**Deskripsi Latihan:**
Lanjutkan teks tentang kursus Business as Mission di bawah ini, mulai setelah kalimat terakhirnya.

**Sumber:**
※

“Napas sangat penting. Tanpa napas manusia tidak mungkin hidup. Namun tidak ada manusia yang tujuan hidupnya hanya untuk bernapas. Uang bagi bisnis pentingnya seperti napas. Tanpa uang, bisnis pasti gulung tikar. Bagi banyak orang tujuan bisnis adalah untuk mengusahakan laba (uang) sebesar-besarnya. Seolah uang adalah tujuan akhir dari sebuah bisnis.
“Benarkah demikian menurut Alkitab?” demikian Mats Tunehag, Director BAM Global Think Thank memulai salah satu sesinya. Selama dua minggu dalam Business as Mission (BAM) Course, Thailand (Feb-Maret) kami ditantang untuk berpikir. Konsepsi dan asumsi-asumsi yang keliru mengenai sakral-sekuler, kesejahteraan, bisnis dan pelayanan diluruskan dengan konsepsi alkitabiah. Penyelenggaranya dari BAM Global Resource & Think Thank yang berasal dari UK dan Swedia. Selama 1 minggu kami diperlengkapi dengan wawasan dan keterampilan. Terkait wawasan, kami diperlengkapi dengan sejarah BAM dan keterhubungannya dengan Laussane Movement.

※

**Data Tercatat:**
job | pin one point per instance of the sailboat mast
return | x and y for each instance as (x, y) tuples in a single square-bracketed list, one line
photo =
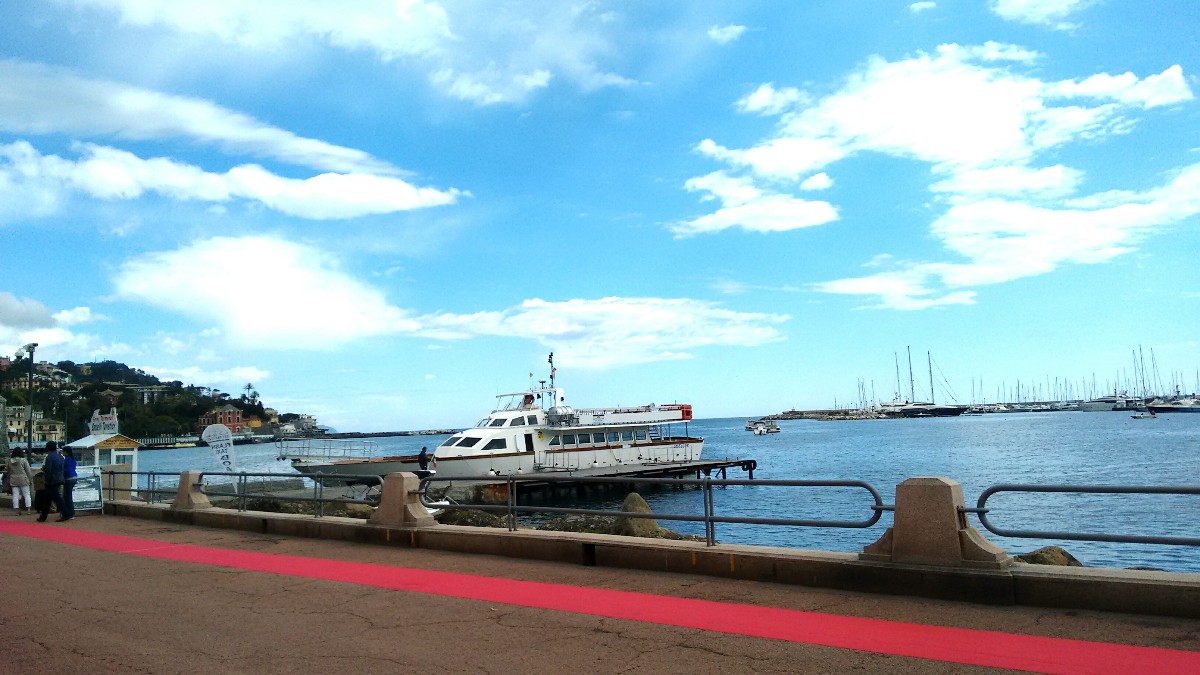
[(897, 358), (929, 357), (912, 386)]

※

**Hasil Tugas:**
Kami juga dibukakan mengenai wawasan dunia Kristen alkitabiah terkait konsep Wealth Creation dan Kerajaan Allah. Dalam hal keterampilan, kami diperlengkapi dengan tool praktis untuk melakukan inkubasi bisnis seperti Business Canvas Model, problem-solution fit, lean start up sampai melakukan presentasi Business Plan di hadapan investor Kristen yang siap mendukung bisnis yang berbasis misi ini. Seminggu berikut kami mengunjungi 11 (sebelas) unit bisnis yang berbasis misi di Chiang Mai, Bangkok dan Pattaya.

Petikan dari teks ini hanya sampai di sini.